An exact copy of the entries below is needed, with every picture left out.

══════════════════════════════

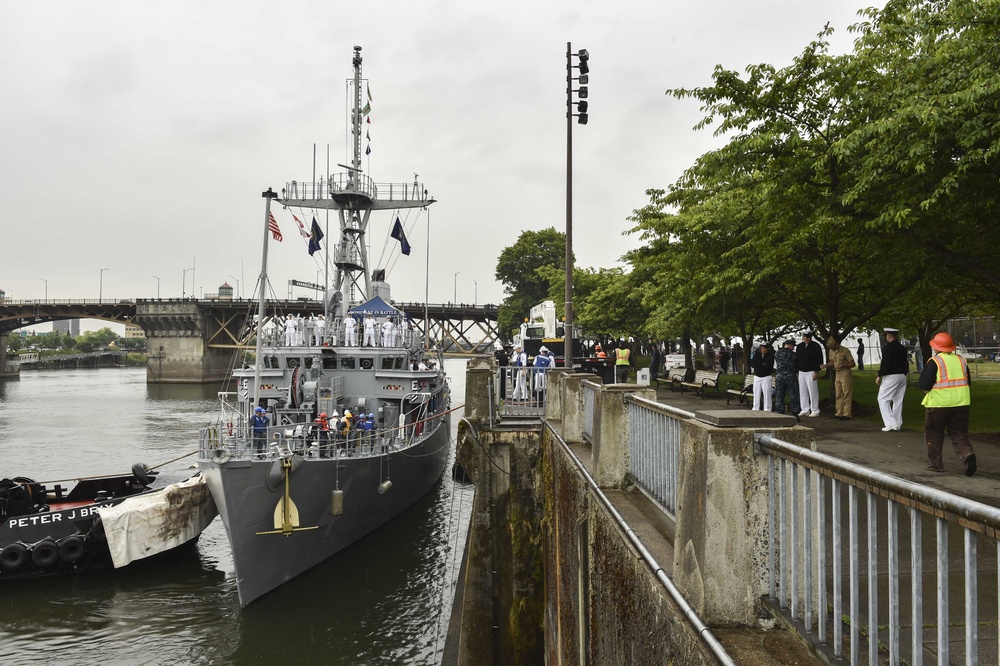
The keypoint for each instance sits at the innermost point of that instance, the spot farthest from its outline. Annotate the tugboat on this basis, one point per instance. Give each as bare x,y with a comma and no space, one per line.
100,523
333,433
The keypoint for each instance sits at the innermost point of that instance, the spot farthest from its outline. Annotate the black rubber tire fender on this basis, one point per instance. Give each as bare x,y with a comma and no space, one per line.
45,553
71,549
141,474
13,557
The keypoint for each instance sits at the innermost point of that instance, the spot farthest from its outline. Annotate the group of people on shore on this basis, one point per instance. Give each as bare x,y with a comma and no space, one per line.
944,379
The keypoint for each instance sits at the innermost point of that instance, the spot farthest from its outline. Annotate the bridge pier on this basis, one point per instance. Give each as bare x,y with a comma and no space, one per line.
8,369
177,346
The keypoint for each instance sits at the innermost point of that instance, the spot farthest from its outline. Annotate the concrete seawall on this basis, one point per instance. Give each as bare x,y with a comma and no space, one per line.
566,560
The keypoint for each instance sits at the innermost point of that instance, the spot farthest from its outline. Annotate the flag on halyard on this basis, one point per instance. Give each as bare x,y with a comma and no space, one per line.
302,227
272,224
316,237
397,233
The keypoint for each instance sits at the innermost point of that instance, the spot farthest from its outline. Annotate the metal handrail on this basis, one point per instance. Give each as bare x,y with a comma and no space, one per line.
701,629
654,449
804,489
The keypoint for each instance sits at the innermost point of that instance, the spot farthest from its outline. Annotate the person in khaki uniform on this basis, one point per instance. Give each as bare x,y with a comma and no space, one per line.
840,359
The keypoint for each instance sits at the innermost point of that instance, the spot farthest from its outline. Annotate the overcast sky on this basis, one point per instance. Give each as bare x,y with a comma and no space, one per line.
138,136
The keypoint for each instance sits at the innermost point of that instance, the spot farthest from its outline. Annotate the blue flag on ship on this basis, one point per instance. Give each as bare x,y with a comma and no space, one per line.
397,233
315,238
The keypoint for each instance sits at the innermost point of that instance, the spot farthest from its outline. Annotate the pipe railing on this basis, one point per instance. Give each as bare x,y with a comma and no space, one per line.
654,449
806,494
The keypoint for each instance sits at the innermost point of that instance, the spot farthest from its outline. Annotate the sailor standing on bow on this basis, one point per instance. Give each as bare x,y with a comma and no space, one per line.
520,363
369,339
350,331
386,332
289,331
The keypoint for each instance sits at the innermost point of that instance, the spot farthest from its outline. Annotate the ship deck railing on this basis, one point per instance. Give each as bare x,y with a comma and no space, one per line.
307,440
332,334
346,183
521,392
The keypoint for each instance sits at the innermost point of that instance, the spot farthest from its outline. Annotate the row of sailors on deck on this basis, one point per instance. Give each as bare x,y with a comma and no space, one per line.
311,331
350,431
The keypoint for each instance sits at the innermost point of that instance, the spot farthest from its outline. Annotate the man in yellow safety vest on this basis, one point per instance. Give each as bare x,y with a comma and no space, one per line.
945,380
622,362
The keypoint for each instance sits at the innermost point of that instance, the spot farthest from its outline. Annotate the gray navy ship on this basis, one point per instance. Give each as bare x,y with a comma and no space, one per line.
341,422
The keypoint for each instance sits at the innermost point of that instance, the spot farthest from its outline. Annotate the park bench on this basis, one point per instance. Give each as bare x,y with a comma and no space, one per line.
674,378
704,380
742,393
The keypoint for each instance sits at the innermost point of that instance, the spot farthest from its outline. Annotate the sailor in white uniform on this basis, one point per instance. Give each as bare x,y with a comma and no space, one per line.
520,363
369,340
350,331
320,330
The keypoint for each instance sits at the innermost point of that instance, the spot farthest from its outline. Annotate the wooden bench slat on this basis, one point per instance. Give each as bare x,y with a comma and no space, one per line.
742,393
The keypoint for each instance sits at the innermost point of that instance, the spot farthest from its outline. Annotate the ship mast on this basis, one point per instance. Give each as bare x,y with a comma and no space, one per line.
262,281
354,195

══════════════════════════════

RESULT OF THE TASK ▸
The keypoint for each instance sits at the innermost point of that instance, the spot farthest from its outline. Annotate the tugboat on this basis, one point per instance. Give each as bare x,y with a comma and no space, one per line.
100,523
333,433
The keypoint for each instance sits at the innermost point of that instance, the spot farthest from its outline. Annotate the black rubber tire fender on this basis, one point per instance. Give each as bare x,y with a comma and no space, one per line.
45,553
71,549
141,474
13,557
The keypoint for each instance sits at the innermost point of that instance, the spot farthest from its outline. Annotate the group of people on shore on this basis, one point per instance. Give each as bare x,y with a comma and no space, one per line.
944,379
The keypoint for each instance sits at the innermost point of that instance, the spot farthest from its outline. Annotate the bridge pier on this basis, one point per instance. Give each as bare x,y with a comma and no space, one per line.
8,369
177,346
The keypoint for each instance sits at the innermost point of that instance, the spot farthest from its outline. Annotate the concrete seawall on this basis, one point per instance. Give each as bare x,y with a comma and no space, one per line.
566,560
The keypoint for each instance sits at the innermost point of that instance, the spot farthest from its outline. Annotate the flag on halyard on this basis, one point per instance. Give each as bare x,y with a comma and no space, one per line.
302,227
272,224
316,237
397,233
The keypoint for each instance sits at the innermost point of that instance, the spot farthest from its outline. Annotate the metal handrail on this basis, one point per instance. Give each as bare x,y with a comma and no space, one per line.
701,629
654,449
804,489
The keypoint for each instance sits at the innermost point of that instance, the spot farthest from its outline. Annotate the person in khaki uniform on this basis, one point per instance. Give each as bare x,y with a comma and no space, one per line.
840,359
The keypoint for each instance sits at the innermost point of that instance, the spot farthest from its outline. Annotate the overcast sky on this basis, one point per instance. Give each as bare x,y with a comma and no space, one per line.
138,136
The keypoint for each instance sits at the innermost point of that instance, the spot farthest from its outline. Annotate the blue flag on ship on this basis, one point per instance. Give each as bare x,y with a comma and no space, one per line.
397,233
315,238
The keypoint for each instance sits at the innermost point of that instance, the spot farthest from its outline. Annotate the pipe railing on this basis, one point per instance. Give each as bare x,y with a comma and no space, one per line.
654,449
806,494
The keypoint for each instance sits at the innermost point of that instance, the spot farthest from its outline. Annotate the sailor standing on bow on this basis, one point per instance. Give each as bare x,y with a comma and no space, one per line.
520,363
369,339
350,331
386,332
289,331
The keypoint for each instance sits at the innermost point of that instance, the spot farthest from its outline. Annotate the ship deck railing on this basis, one point per instance. Give each as bare x,y with a comma and no space, one per line.
307,440
332,334
346,183
521,392
The keypoint for each instance sits at the innermost point of that instance, the spot farthest from its outline. Annotate the row of sailors on deck on this basis, one point per instance. Give each as bare x,y with a comma and no space, one per line.
311,331
350,431
The keypoint for each instance sits at the innermost point of that instance, the spot farthest from its outline. Annotate the man in yellow safety vest on this basis, one point per instance. Give each as bare x,y with a comma and no space, one per line.
945,380
622,362
The keypoint for each instance sits at the innermost point of that instance, the spot farthest from its outline. Annotate the gray navy ship on this basis, one point per instance. Give each as bare x,y with a comma and no space, one per line.
341,422
The keypoint for each instance sits at the innermost point of that instance, the spot farthest from its outline. Annotate the park bench on this basis, one point per instance. Give each as bare x,y with a comma and no space, one per line.
674,378
704,380
742,393
The keypoint for each instance sits at the innermost point of that instance, the spot farthest from its outline. Annotate the sailor in white uniform on this basis, one point per instance. Give each as bare x,y with a comma and no space, one per line.
520,363
369,340
350,331
320,330
The keypoint for each instance sits at the innermost point of that instance, the spot farthest from its outline. Annotate the wooden bench slat on this basis, one point per instance. Give each as bare x,y with a comma and no space, one per line.
742,393
The keypoint for each instance sits at the innermost point of that instance, the spot farthest from its outline. Annotate the ship mast on this basis, one point per instance. Give each as bare x,y with a comma and no space, one per line.
262,281
354,195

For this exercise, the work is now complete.